◆ **Problem to work on**: Return the book review of Lying In The Deep word for word, in full.

Book Review: Lying In The Deep by Diana Urban

A juicy mystery of jealousy, love, and betrayal set on a Semester at Sea-inspired cruise ship, with a diverse cast of delightfully suspicious characters who'll leave you guessing with every jaw-dropping twist. Read on for Doreen Sheridan's review!

This is the modern feminist retelling of Agatha Christie’s Death On The Nile that I never even knew I needed till after I read every terrific page!

Let’s be honest: Death On The Nile is one of Dame Christie’s most famous books, but is one of my least favorite of her canon. It’s smart, sure, but without going into spoilers, I can safely say that I really disliked the central relationships. Diana Urban’s refreshing take on the characters updates the plot for the 21st century, paying excellent homage to the original while providing her own incredibly clever twists to make this story her own.

Our narrator Jade Miller figures that the best way to nurse her broken heart is to go full steam ahead with her plans to spend a college semester at sea, far away from where she’s enrolled at Stanford University. Having grown up poor, she’s pinched her pennies for this experience, and is looking forward to putting a lot of distance between herself and the people who betrayed her. So imagine her shock when she sees both of them getting ready to board along with her.

One of these people is her former roommate Lainey Silverton, the beautiful daughter of a pharmaceutical tycoon:

[She was] a magnet for attention and an easy flirt, the way she’d flash her radiant smile and make you feel like the sun was shining at night. She was stunning, because of course she was, with her silky platinum hair, eyes blue as the winter sky, rosy high cheekbones, and rosier full lips. Forget the money–Lainey could steal your heart just by breathing, charm you with a glance, convince you of anything. She could get whatever the hell she wanted, even if she didn’t already have it all.

 

Apparently, that included the love of my life.

Dataset items
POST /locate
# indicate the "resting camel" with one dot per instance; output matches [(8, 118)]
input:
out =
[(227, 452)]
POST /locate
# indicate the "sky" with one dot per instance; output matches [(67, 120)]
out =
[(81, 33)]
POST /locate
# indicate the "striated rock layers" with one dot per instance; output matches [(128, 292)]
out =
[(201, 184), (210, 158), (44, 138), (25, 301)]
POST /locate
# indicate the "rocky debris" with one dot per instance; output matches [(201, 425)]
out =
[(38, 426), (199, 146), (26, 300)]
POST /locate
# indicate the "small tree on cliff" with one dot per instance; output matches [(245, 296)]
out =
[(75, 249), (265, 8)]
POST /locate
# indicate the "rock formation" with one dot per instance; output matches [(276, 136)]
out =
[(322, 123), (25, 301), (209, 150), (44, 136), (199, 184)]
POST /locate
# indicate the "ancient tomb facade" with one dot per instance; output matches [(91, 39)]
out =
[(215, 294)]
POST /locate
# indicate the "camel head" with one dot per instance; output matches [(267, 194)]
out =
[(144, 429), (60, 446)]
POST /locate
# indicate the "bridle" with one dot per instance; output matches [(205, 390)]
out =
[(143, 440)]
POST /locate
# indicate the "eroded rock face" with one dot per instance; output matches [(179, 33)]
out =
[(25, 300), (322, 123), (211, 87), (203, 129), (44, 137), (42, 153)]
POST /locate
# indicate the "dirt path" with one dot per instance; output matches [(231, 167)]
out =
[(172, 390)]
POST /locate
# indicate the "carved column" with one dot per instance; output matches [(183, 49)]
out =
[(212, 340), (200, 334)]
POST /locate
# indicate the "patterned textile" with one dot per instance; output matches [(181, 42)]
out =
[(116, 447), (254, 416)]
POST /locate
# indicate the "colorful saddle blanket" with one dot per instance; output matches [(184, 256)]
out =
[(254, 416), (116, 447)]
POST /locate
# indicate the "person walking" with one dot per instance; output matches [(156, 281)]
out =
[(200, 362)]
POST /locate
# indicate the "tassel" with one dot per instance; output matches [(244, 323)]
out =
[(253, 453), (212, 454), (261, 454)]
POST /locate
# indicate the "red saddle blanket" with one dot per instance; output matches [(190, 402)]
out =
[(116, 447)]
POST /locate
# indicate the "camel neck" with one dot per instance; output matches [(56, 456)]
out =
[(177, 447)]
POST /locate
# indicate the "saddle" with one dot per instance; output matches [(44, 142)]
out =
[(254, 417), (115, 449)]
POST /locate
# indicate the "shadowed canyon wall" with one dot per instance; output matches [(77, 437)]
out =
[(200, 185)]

◆ **Result of the exercise**:
Book Review: Lying In The Deep by Diana Urban

A juicy mystery of jealousy, love, and betrayal set on a Semester at Sea-inspired cruise ship, with a diverse cast of delightfully suspicious characters who'll leave you guessing with every jaw-dropping twist. Read on for Doreen Sheridan's review!

This is the modern feminist retelling of Agatha Christie’s Death On The Nile that I never even knew I needed till after I read every terrific page!

Let’s be honest: Death On The Nile is one of Dame Christie’s most famous books, but is one of my least favorite of her canon. It’s smart, sure, but without going into spoilers, I can safely say that I really disliked the central relationships. Diana Urban’s refreshing take on the characters updates the plot for the 21st century, paying excellent homage to the original while providing her own incredibly clever twists to make this story her own.

Our narrator Jade Miller figures that the best way to nurse her broken heart is to go full steam ahead with her plans to spend a college semester at sea, far away from where she’s enrolled at Stanford University. Having grown up poor, she’s pinched her pennies for this experience, and is looking forward to putting a lot of distance between herself and the people who betrayed her. So imagine her shock when she sees both of them getting ready to board along with her.

One of these people is her former roommate Lainey Silverton, the beautiful daughter of a pharmaceutical tycoon:

[She was] a magnet for attention and an easy flirt, the way she’d flash her radiant smile and make you feel like the sun was shining at night. She was stunning, because of course she was, with her silky platinum hair, eyes blue as the winter sky, rosy high cheekbones, and rosier full lips. Forget the money–Lainey could steal your heart just by breathing, charm you with a glance, convince you of anything. She could get whatever the hell she wanted, even if she didn’t already have it all.

 

Apparently, that included the love of my life.